__WHAT IS BEING ASKED__
Pick out each line in the entries below that contains the string "tree" and copy it out. Case counts, so only lines that match the string's capitalization qualify.

***** RECORDS FOR THIS TASK *****

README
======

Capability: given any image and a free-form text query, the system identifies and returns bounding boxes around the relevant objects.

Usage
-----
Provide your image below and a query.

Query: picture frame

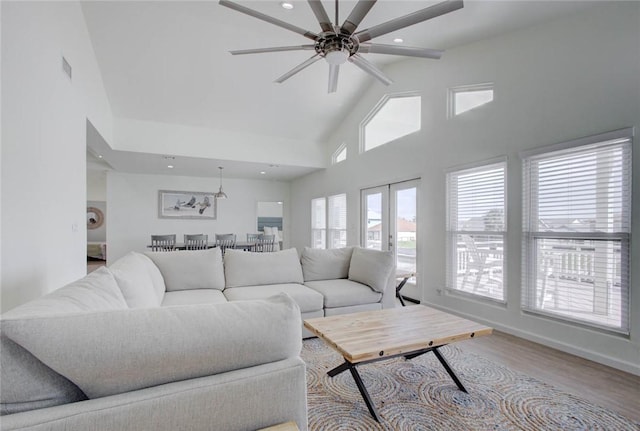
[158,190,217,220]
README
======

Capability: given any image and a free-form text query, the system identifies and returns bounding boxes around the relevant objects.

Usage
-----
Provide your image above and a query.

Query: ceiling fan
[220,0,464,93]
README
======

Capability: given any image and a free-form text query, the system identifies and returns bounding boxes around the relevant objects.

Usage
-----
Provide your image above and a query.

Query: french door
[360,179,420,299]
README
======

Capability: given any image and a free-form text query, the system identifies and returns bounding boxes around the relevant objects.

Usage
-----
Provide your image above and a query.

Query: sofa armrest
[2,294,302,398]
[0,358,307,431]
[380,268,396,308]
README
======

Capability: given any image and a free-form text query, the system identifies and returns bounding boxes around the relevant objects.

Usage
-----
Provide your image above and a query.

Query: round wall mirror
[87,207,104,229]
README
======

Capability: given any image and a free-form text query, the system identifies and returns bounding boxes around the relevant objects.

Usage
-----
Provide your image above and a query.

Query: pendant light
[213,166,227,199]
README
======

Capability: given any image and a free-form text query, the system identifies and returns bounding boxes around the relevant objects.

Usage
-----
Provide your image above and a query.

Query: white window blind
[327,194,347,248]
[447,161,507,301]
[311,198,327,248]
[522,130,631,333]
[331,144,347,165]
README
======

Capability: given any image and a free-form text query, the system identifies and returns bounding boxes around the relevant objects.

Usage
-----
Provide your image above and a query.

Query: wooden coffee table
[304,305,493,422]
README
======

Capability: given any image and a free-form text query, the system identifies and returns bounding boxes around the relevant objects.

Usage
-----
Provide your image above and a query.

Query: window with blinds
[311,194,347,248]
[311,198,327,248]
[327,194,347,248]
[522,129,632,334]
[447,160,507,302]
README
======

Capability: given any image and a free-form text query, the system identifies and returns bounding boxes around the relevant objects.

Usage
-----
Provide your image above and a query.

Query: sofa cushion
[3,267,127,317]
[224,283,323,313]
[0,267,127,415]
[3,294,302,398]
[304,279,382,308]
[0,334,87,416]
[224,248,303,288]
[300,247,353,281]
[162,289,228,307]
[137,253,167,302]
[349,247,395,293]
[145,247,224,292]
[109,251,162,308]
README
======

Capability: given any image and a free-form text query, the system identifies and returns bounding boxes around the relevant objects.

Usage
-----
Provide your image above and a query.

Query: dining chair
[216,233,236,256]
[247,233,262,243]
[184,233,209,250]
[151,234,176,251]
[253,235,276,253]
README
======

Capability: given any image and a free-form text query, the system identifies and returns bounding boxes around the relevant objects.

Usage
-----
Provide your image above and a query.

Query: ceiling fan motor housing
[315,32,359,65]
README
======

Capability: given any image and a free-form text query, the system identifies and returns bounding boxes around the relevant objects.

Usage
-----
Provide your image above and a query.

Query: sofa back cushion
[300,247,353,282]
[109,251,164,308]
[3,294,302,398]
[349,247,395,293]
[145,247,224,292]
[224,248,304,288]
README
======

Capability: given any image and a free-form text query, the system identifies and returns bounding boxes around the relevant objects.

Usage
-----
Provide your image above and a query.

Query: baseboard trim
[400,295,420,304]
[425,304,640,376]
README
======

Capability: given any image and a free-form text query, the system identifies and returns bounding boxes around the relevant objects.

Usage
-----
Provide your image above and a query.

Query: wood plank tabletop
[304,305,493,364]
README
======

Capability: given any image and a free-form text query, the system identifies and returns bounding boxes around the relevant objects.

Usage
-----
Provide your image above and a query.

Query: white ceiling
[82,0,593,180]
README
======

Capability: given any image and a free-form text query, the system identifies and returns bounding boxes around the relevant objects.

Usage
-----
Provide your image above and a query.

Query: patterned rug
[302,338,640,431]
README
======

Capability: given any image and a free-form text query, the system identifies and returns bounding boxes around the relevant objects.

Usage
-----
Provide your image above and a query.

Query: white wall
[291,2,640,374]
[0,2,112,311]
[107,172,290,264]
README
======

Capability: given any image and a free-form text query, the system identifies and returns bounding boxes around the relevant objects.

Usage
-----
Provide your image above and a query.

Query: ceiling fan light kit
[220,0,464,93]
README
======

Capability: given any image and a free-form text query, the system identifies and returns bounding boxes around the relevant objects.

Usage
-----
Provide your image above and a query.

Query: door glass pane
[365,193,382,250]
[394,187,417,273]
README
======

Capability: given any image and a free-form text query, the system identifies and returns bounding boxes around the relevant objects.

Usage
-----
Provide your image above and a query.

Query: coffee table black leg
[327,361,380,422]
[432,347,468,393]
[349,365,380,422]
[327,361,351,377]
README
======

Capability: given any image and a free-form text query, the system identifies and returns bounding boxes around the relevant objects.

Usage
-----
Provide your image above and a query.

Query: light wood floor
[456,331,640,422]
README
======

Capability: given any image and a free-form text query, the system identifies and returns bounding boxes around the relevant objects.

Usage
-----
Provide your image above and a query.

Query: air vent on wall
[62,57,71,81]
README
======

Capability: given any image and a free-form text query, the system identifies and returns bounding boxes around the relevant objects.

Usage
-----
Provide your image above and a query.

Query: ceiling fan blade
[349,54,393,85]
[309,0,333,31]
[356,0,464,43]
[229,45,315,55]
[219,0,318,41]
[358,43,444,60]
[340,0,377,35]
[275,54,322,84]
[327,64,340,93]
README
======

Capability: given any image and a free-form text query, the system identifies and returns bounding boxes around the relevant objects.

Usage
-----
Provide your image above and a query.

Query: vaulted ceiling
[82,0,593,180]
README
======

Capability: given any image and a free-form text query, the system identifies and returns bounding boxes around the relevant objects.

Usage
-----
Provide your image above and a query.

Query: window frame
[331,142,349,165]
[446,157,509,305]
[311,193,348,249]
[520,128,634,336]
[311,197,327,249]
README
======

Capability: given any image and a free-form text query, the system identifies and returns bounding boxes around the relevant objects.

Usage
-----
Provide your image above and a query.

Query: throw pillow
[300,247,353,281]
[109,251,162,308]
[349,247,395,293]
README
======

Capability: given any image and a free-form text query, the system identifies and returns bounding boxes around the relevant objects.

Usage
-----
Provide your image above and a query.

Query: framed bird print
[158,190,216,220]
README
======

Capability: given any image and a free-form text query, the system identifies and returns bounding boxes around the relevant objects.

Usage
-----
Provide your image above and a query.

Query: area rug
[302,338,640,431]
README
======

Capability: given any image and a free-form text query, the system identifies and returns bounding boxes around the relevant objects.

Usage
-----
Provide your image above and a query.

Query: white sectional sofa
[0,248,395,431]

*****
***** RECORDS FOR THIS TASK *****

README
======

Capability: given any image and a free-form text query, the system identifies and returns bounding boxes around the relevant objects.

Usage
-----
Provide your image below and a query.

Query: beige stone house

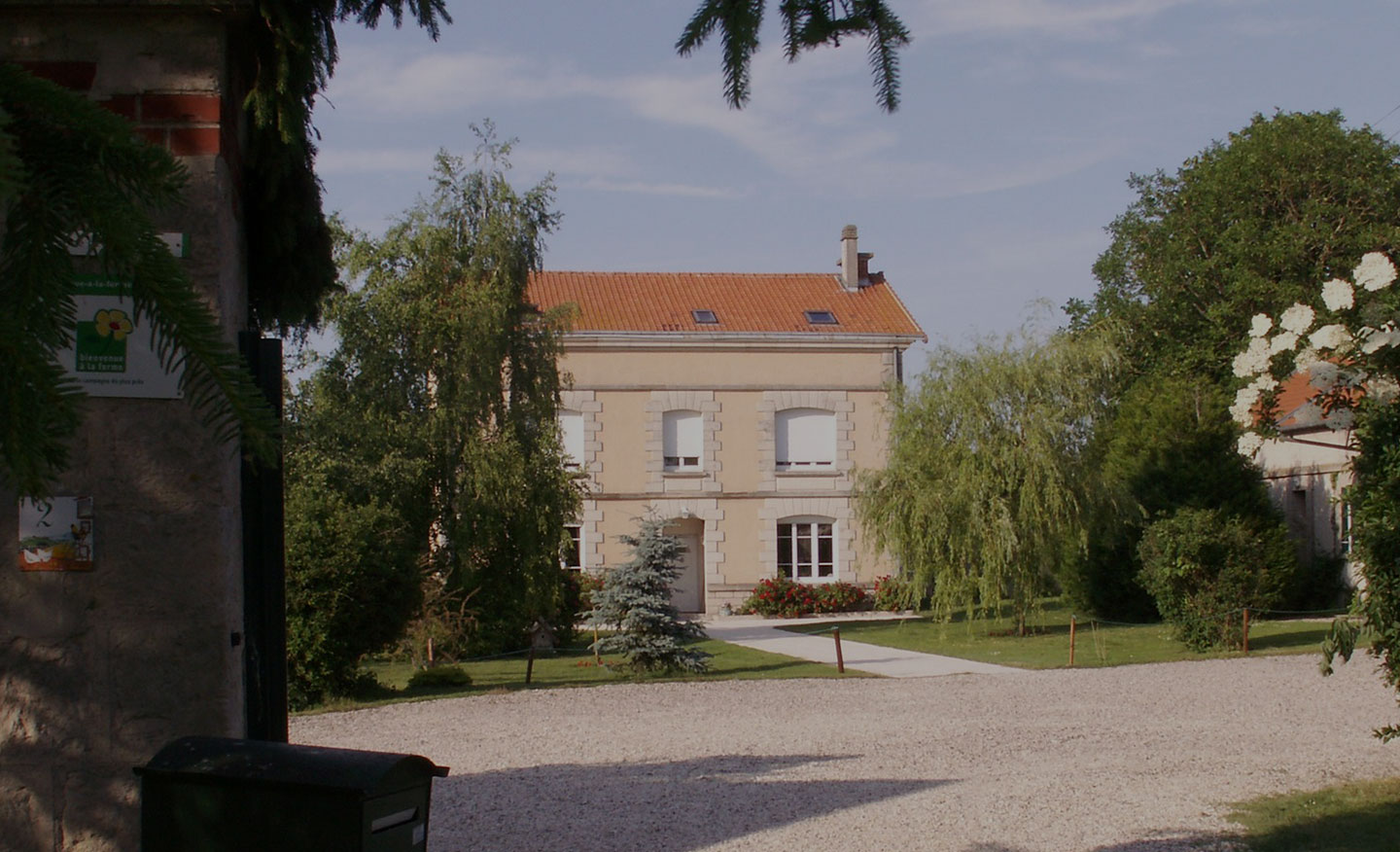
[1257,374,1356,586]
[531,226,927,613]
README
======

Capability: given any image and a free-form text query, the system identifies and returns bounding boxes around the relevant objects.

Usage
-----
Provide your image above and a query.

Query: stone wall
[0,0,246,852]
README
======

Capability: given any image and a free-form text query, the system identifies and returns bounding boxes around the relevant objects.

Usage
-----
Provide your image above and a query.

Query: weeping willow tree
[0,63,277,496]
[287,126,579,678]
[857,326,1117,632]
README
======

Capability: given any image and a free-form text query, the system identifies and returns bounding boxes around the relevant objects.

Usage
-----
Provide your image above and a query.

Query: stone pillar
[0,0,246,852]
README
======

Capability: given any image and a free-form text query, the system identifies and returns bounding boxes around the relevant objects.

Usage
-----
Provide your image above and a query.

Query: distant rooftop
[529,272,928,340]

*****
***** RECORDS FOR THIS TASK *****

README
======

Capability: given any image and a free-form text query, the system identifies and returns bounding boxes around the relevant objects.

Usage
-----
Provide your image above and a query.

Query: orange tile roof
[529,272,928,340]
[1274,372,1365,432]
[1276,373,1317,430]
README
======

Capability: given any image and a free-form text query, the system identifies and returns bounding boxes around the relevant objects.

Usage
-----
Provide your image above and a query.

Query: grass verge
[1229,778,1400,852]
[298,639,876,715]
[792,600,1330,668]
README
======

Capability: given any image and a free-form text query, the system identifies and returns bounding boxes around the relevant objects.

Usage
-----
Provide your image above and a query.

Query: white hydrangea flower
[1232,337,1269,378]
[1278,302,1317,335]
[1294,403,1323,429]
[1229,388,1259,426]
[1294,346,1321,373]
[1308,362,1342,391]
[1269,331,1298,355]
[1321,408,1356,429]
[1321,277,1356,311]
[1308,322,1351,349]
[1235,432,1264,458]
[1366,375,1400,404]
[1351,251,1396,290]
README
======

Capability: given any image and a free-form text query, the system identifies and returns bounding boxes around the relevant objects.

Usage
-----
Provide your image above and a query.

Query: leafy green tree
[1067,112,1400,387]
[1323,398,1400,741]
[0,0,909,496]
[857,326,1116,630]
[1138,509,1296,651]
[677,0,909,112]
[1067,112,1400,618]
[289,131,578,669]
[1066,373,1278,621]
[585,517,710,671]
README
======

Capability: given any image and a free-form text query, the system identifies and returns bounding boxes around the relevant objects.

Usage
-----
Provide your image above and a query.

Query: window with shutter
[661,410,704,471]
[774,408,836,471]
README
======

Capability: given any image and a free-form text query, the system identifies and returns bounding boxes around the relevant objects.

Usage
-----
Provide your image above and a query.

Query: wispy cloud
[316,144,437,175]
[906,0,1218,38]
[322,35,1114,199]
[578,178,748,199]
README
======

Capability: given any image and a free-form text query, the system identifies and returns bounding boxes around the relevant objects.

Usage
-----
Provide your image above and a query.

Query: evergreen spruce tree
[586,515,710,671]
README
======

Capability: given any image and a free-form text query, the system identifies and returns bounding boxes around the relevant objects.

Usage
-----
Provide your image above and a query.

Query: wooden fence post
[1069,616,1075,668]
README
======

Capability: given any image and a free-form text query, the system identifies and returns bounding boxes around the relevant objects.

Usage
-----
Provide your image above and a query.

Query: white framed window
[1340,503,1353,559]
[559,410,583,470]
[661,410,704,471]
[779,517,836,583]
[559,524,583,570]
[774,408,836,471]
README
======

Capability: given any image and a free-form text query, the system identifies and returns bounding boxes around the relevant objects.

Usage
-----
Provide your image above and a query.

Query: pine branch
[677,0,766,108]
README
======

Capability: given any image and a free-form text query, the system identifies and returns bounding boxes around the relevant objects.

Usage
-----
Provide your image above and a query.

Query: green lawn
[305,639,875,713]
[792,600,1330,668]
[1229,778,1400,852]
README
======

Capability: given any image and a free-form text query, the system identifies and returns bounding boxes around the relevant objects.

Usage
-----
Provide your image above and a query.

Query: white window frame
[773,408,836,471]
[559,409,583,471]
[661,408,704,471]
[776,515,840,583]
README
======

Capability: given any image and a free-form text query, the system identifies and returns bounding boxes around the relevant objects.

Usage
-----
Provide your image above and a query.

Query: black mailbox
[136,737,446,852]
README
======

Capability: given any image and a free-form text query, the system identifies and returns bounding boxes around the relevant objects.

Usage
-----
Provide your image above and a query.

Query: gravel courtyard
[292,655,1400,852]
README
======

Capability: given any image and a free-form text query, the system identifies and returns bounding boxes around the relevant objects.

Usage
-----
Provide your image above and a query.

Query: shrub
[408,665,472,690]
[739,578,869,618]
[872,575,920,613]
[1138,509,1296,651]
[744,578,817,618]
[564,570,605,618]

*****

__EXPECTED ANSWER__
Query: weeping willow tree
Query: leafy green tree
Query: evergreen spruce tree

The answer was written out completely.